(Dataset excerpt)
--
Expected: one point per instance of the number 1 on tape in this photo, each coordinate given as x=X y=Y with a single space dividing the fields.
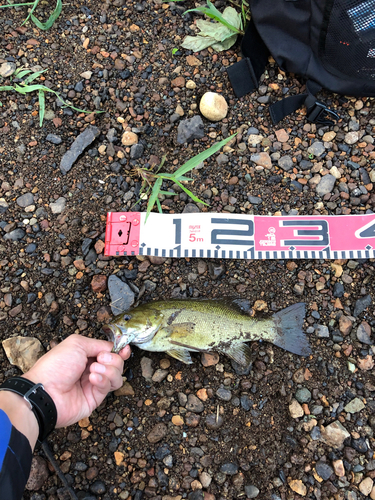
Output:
x=235 y=236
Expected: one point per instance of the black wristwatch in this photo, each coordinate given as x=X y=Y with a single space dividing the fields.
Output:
x=39 y=400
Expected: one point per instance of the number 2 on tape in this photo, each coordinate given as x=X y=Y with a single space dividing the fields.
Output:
x=234 y=236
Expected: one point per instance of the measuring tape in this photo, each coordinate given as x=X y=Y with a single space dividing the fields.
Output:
x=235 y=236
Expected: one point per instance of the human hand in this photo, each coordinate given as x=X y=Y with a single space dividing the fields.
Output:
x=77 y=374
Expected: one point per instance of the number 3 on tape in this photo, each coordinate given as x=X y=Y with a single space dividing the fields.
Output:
x=232 y=236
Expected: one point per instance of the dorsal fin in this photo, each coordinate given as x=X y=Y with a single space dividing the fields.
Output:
x=240 y=353
x=181 y=354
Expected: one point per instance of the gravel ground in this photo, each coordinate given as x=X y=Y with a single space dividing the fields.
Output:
x=287 y=428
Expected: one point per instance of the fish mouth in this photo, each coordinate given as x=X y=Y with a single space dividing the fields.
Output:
x=117 y=336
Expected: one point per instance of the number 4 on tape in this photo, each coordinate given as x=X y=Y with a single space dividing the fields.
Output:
x=232 y=236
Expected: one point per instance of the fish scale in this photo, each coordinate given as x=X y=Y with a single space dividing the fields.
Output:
x=179 y=326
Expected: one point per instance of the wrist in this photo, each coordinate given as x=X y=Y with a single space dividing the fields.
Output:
x=20 y=414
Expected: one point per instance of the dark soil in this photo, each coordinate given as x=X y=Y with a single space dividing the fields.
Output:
x=259 y=442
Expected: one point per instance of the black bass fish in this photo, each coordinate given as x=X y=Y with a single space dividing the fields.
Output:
x=179 y=326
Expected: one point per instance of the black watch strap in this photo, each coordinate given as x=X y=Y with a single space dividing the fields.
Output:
x=39 y=400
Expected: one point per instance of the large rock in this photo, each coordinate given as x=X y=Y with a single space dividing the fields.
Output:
x=190 y=129
x=84 y=140
x=335 y=434
x=23 y=352
x=122 y=296
x=213 y=106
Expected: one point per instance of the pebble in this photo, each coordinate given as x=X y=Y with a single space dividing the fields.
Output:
x=38 y=474
x=7 y=69
x=362 y=304
x=286 y=163
x=25 y=200
x=262 y=159
x=335 y=434
x=146 y=367
x=229 y=468
x=84 y=140
x=122 y=296
x=295 y=409
x=194 y=404
x=355 y=406
x=190 y=129
x=58 y=206
x=364 y=333
x=158 y=433
x=298 y=487
x=129 y=138
x=251 y=491
x=213 y=106
x=316 y=149
x=326 y=185
x=365 y=486
x=23 y=352
x=324 y=470
x=303 y=395
x=351 y=138
x=55 y=139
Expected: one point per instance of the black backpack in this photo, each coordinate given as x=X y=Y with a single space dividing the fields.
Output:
x=330 y=43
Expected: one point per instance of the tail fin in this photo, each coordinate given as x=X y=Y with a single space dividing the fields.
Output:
x=289 y=333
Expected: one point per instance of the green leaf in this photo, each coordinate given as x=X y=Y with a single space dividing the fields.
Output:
x=33 y=77
x=189 y=193
x=167 y=193
x=196 y=160
x=52 y=18
x=42 y=106
x=16 y=5
x=20 y=73
x=35 y=4
x=159 y=206
x=212 y=12
x=154 y=195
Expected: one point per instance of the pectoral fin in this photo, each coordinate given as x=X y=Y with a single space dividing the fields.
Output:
x=180 y=354
x=179 y=330
x=240 y=353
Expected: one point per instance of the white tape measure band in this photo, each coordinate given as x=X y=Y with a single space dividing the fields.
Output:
x=236 y=236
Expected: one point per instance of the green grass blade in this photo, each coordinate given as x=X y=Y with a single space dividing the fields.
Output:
x=189 y=193
x=35 y=4
x=21 y=72
x=52 y=18
x=196 y=160
x=159 y=206
x=16 y=5
x=153 y=197
x=33 y=77
x=212 y=12
x=42 y=106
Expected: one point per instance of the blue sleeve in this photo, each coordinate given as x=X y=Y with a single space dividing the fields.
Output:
x=15 y=460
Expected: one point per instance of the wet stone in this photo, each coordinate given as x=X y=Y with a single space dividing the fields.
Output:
x=54 y=139
x=251 y=491
x=326 y=185
x=362 y=304
x=213 y=421
x=303 y=395
x=84 y=140
x=122 y=296
x=324 y=470
x=190 y=129
x=194 y=404
x=25 y=200
x=224 y=394
x=229 y=468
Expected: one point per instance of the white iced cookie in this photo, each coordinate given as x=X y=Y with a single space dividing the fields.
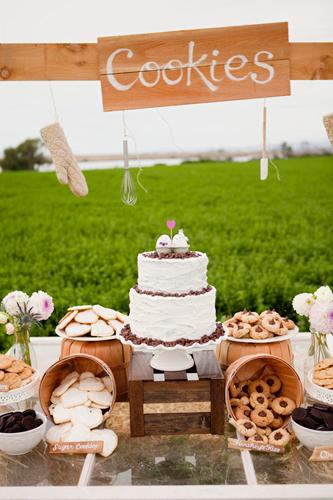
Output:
x=102 y=398
x=69 y=380
x=101 y=329
x=91 y=417
x=74 y=397
x=57 y=432
x=78 y=432
x=60 y=414
x=77 y=329
x=163 y=244
x=109 y=438
x=91 y=384
x=88 y=316
x=105 y=312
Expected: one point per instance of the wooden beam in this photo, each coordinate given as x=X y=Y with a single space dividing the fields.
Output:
x=68 y=61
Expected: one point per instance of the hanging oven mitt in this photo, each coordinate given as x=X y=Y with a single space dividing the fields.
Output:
x=66 y=166
x=328 y=122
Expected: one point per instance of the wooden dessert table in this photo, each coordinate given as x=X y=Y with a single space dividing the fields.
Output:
x=165 y=467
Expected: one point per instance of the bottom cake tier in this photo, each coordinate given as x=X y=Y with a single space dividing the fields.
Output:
x=169 y=318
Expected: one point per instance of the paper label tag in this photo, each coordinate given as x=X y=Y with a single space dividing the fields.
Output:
x=241 y=444
x=322 y=454
x=76 y=447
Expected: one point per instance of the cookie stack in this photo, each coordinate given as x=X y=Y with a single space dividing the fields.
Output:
x=14 y=373
x=260 y=411
x=94 y=321
x=323 y=373
x=77 y=408
x=249 y=324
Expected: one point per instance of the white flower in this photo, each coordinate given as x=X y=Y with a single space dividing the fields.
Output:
x=302 y=303
x=324 y=293
x=321 y=317
x=13 y=300
x=3 y=318
x=41 y=304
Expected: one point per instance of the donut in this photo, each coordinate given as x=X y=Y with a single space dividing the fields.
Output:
x=262 y=417
x=271 y=324
x=258 y=438
x=258 y=400
x=258 y=332
x=273 y=382
x=242 y=330
x=259 y=385
x=246 y=427
x=279 y=437
x=249 y=317
x=283 y=406
x=243 y=412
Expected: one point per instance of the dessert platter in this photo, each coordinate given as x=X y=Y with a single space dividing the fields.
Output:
x=253 y=328
x=172 y=307
x=90 y=323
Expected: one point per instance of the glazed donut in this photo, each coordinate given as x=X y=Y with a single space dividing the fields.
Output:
x=273 y=382
x=260 y=386
x=262 y=417
x=279 y=437
x=277 y=422
x=258 y=332
x=258 y=438
x=271 y=324
x=243 y=412
x=283 y=406
x=249 y=317
x=258 y=400
x=242 y=330
x=245 y=427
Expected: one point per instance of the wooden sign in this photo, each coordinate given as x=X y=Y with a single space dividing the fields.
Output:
x=76 y=447
x=241 y=444
x=186 y=67
x=322 y=454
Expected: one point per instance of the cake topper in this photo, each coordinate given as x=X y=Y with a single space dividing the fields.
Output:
x=168 y=244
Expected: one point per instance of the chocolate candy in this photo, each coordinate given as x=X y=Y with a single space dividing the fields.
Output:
x=317 y=417
x=19 y=421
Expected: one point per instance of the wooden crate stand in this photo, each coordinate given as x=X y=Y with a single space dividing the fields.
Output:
x=176 y=388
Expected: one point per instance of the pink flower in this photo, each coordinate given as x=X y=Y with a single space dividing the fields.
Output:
x=41 y=304
x=10 y=329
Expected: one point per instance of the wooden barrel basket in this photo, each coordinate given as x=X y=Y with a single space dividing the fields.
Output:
x=116 y=355
x=228 y=351
x=254 y=367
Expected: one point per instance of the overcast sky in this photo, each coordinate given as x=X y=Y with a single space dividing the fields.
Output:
x=26 y=106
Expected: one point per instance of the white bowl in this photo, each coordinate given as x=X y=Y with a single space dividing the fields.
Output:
x=312 y=438
x=19 y=443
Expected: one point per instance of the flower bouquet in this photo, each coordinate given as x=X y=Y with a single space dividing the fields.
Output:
x=19 y=312
x=318 y=308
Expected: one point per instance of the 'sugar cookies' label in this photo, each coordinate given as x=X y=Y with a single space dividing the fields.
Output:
x=76 y=447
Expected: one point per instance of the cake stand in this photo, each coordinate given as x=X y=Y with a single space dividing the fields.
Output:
x=173 y=357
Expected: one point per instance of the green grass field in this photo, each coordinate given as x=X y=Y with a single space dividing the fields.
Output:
x=266 y=240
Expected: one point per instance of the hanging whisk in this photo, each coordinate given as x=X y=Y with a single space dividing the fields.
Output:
x=128 y=189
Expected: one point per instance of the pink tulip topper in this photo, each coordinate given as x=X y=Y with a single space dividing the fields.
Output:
x=171 y=224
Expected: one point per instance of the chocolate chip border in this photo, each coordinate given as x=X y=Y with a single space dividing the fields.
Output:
x=127 y=334
x=164 y=294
--
Can you copy out, unchanged, the part of the items above that opens with the line containing "Expected: one point per instance of the black wristwatch" and closes with the line containing "x=234 y=236", with both of those lines included?

Expected: one point per instance of the black wristwatch in this photo, each coordinate given as x=X y=Y with a single space dividing the fields.
Output:
x=39 y=400
Expected: one point per instance of the number 2 on tape in this photo, each coordinate given as x=X y=Y with a single space dividing the fields.
Output:
x=234 y=236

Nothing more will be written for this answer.